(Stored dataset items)
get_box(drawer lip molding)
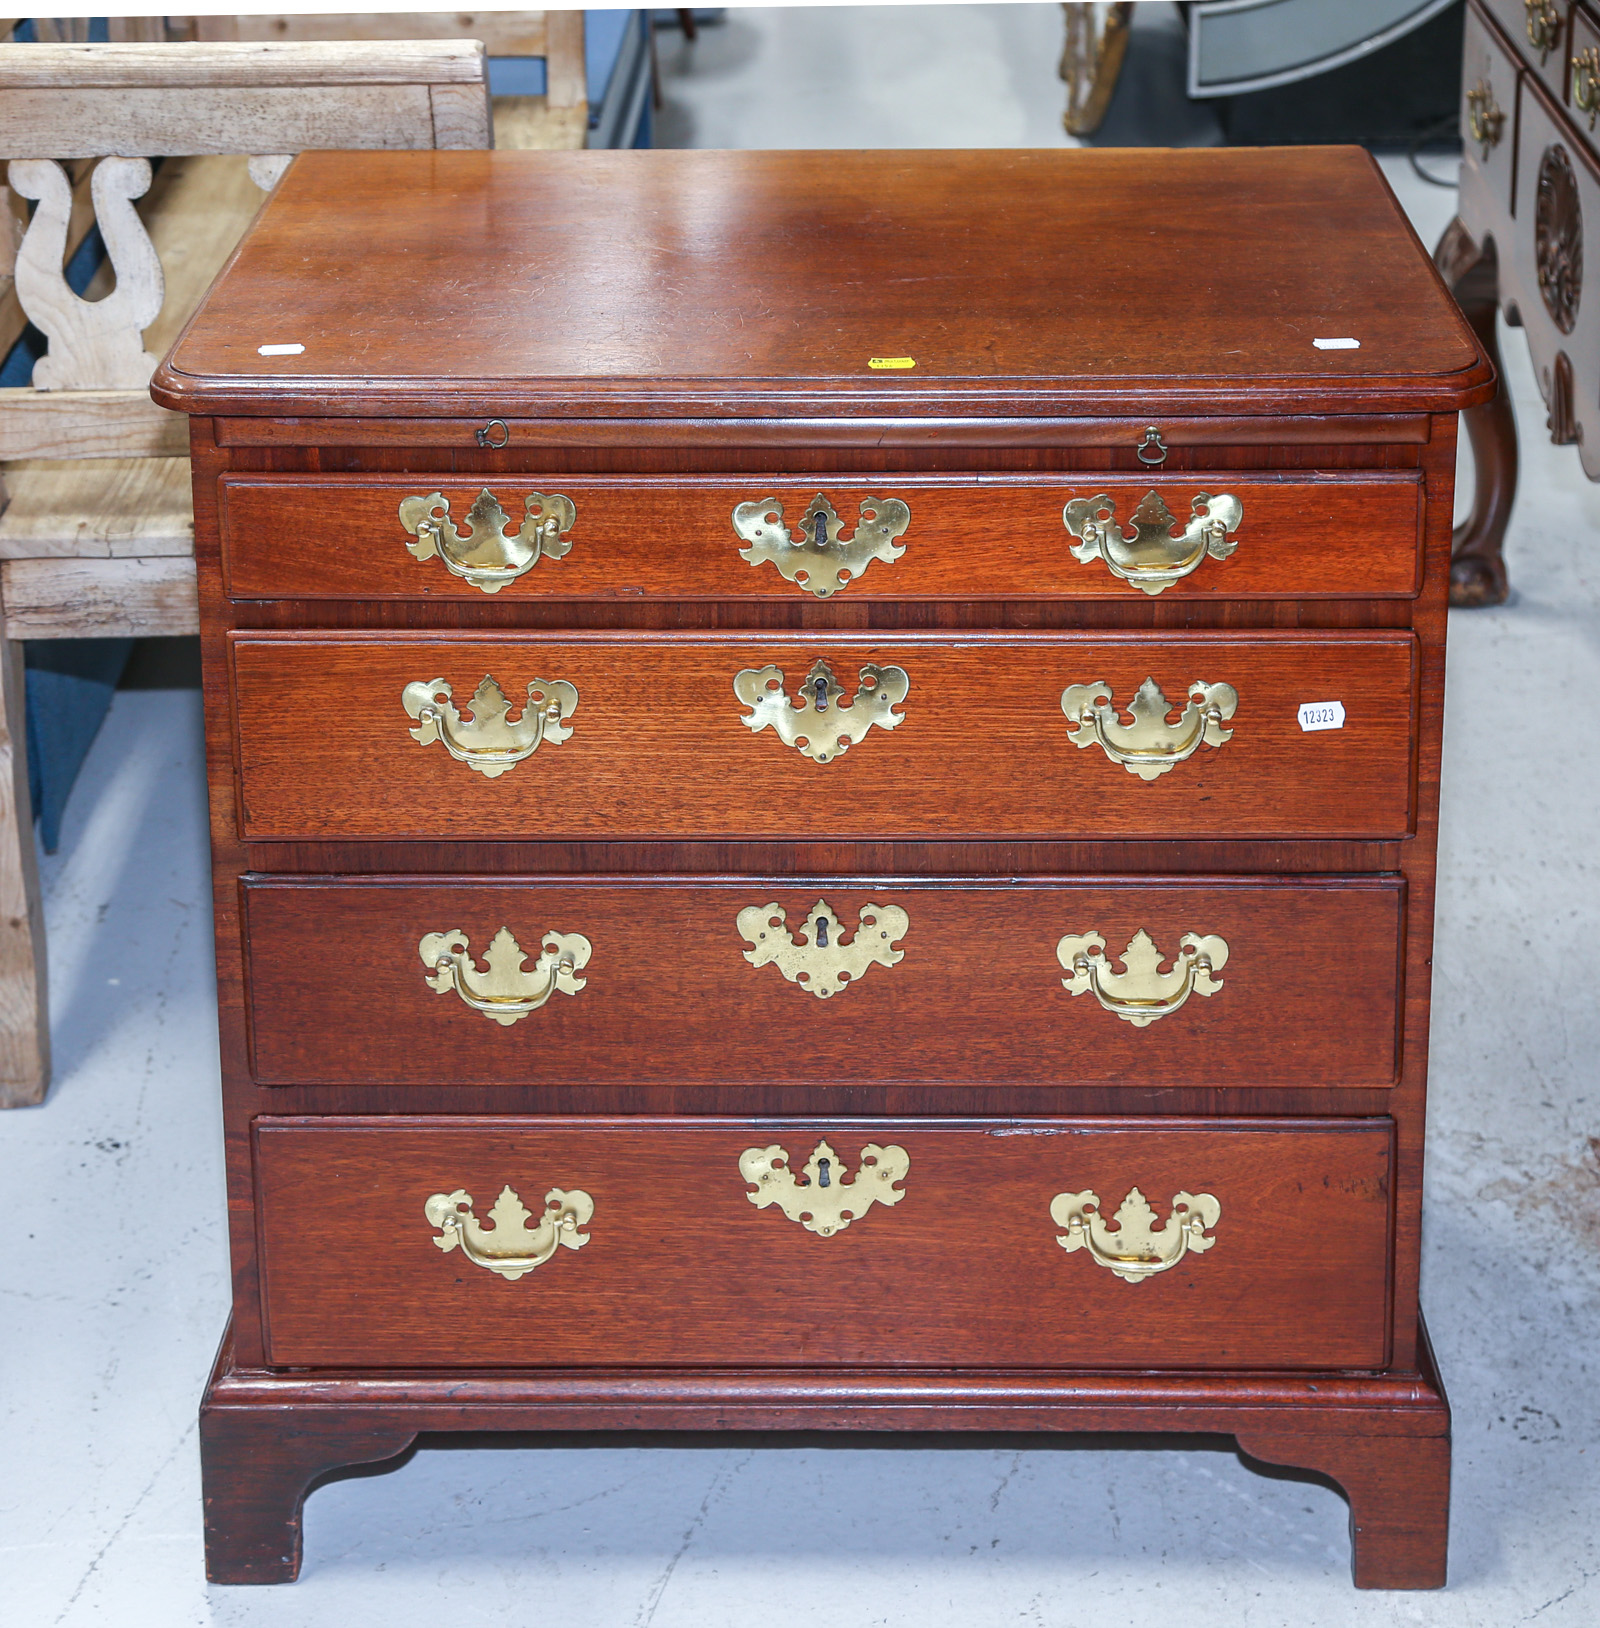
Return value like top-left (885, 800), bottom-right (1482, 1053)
top-left (251, 1115), bottom-right (1396, 1372)
top-left (226, 629), bottom-right (1420, 844)
top-left (216, 469), bottom-right (1426, 603)
top-left (238, 873), bottom-right (1406, 1090)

> _Goal of the exercise_: The records above must all be output exactly. Omit the images.

> _Written answer_:
get_box(drawer lip molding)
Return value like top-left (885, 800), bottom-right (1482, 1053)
top-left (251, 1115), bottom-right (1396, 1372)
top-left (226, 629), bottom-right (1420, 844)
top-left (216, 469), bottom-right (1426, 603)
top-left (238, 873), bottom-right (1406, 1090)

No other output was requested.